## THE TASK
Which lines of the data below contain "slope"? Please show them all.

[[ INFORMATION SHOWN, beginning ]]

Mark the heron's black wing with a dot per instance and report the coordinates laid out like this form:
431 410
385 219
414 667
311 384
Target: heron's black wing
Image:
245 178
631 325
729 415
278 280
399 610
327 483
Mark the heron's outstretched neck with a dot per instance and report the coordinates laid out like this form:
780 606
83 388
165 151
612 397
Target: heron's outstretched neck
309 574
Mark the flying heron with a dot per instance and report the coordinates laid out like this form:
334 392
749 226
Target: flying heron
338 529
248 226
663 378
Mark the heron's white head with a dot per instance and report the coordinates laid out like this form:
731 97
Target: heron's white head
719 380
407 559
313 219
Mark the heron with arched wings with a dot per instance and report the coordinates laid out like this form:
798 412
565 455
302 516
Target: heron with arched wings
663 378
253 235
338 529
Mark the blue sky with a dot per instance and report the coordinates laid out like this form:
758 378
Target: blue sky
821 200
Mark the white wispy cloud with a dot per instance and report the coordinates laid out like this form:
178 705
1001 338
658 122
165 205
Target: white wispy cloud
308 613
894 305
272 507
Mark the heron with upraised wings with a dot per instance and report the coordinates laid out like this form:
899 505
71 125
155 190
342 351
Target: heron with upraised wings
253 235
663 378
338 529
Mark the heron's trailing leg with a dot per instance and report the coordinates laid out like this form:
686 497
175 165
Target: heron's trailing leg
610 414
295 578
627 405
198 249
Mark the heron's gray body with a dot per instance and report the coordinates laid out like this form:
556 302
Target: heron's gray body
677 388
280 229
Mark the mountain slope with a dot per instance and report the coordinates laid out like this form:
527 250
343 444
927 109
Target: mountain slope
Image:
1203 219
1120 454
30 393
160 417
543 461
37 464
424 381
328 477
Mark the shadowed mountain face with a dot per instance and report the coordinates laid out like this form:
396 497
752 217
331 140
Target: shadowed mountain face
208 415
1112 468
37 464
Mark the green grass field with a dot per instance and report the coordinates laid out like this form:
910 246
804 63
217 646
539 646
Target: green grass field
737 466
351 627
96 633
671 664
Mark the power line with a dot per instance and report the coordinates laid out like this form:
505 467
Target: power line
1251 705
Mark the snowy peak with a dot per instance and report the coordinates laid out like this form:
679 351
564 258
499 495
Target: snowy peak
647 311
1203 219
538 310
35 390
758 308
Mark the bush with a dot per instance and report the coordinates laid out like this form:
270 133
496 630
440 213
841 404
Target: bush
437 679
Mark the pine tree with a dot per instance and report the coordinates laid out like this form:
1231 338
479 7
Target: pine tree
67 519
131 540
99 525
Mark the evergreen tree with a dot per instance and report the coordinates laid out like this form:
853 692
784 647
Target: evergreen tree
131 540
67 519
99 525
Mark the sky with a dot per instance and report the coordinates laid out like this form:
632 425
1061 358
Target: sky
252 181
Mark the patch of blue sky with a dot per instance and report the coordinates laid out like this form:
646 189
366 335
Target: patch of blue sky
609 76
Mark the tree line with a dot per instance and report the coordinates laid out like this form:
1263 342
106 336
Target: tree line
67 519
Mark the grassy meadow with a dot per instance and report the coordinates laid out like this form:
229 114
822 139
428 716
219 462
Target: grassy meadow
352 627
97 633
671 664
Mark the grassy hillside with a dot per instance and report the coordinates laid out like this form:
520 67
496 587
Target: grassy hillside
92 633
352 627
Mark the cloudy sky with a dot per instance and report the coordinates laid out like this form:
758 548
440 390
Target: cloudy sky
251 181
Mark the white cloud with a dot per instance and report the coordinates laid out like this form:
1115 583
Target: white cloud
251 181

[[ INFORMATION SHOWN, end ]]

## ANSWER TO THIS EXERCISE
Mark the mountain slope with a dot per instance and report the coordinates laid out like this form:
Target: mountain slope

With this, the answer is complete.